**About this exercise**
In the article about Rhali Dobson signing with Melbourne City, which former coach does she credit with giving her a lifeline?

**Given passage**
####
W-League: Rhali Dobson signs with Melbourne City for 2018/19 season

Back again: Rhali Dobson believes Melbourne is home. Photo: supplied
Back again: Rhali Dobson believes Melbourne is home. Photo: supplied

RHALI Dobson will be the first to admit her football career was rock bottom when Melbourne City originally came calling this time last year.

Twelve months later, the 26-year-old has a W-League championship medal hanging on the mantelpiece at home.

She hopes to add to it this season after signing a seasonal contract with the champions.

Everything happens for a reason and she’ll also be the first to admit Melbourne “is home” despite only spending a year there.

When the club offered her an off-season training program one day after their grand final success it was an indication she was in their plans for 2018/19.

“I am very much a person who believes in karma and things happening for a reason,” Dobson said.

“City came about when things were rock bottom and when I was about to give up on the game, but PK (former coach Patrick Kisnorbo) gave me that lifeline and brought my love back to the game.

“I will be forever grateful because I wouldn’t have a medal and I wouldn’t know what I was capable of without them.”

Her first year in the southern capital provided the end result that more than the previous 40 matches hadn’t at Newcastle Jets.

“Melbourne City is home,” she admitted.

“It is the move I should have made many years ago, but hindsight is a wonderful thing and City meets my expectations of what I want.
####
**Information shown**
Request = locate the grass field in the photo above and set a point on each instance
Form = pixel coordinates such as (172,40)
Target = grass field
####
**Reply**
Patrick Kisnorbo